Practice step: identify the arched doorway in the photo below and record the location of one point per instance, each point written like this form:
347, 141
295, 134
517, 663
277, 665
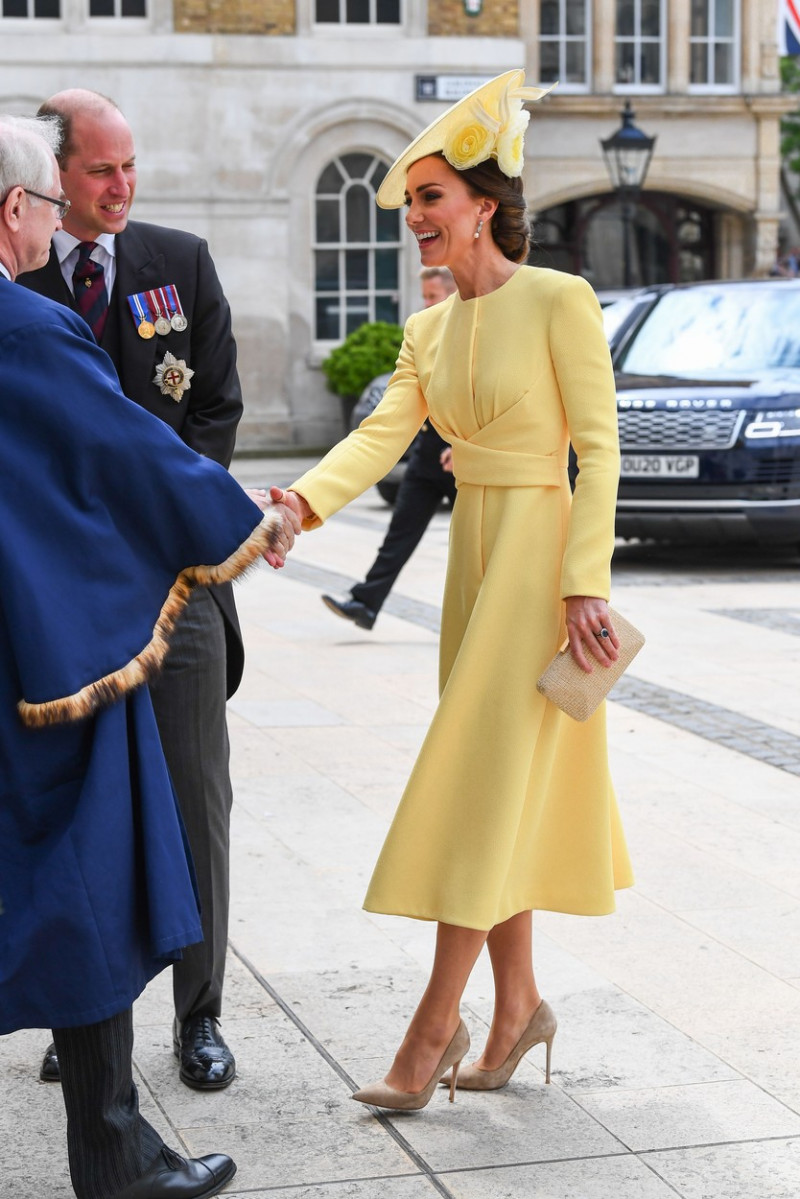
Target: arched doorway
^^^^
- PROBLEM STATEMENT:
Could you transcribe all of the data exactly and omit the pictures?

- ANSWER BOX:
Practice step: identify the arched doorway in the photo below and record the location of one point per instance, each point written like this form:
347, 141
295, 134
517, 663
277, 665
Target: arched doorway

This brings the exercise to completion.